REQUIREMENT: Shift each coordinate in the answers below by adding 116 to it, and reproduce all of the lines with their requests included.

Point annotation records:

•••

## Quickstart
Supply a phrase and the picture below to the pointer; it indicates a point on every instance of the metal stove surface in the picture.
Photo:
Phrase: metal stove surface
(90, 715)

•••

RESPONSE:
## Quickstart
Supply a phrase and the picture below to the pointer; it indicates a point on every instance of the metal stove surface in the picture.
Photo:
Phrase: metal stove surface
(206, 831)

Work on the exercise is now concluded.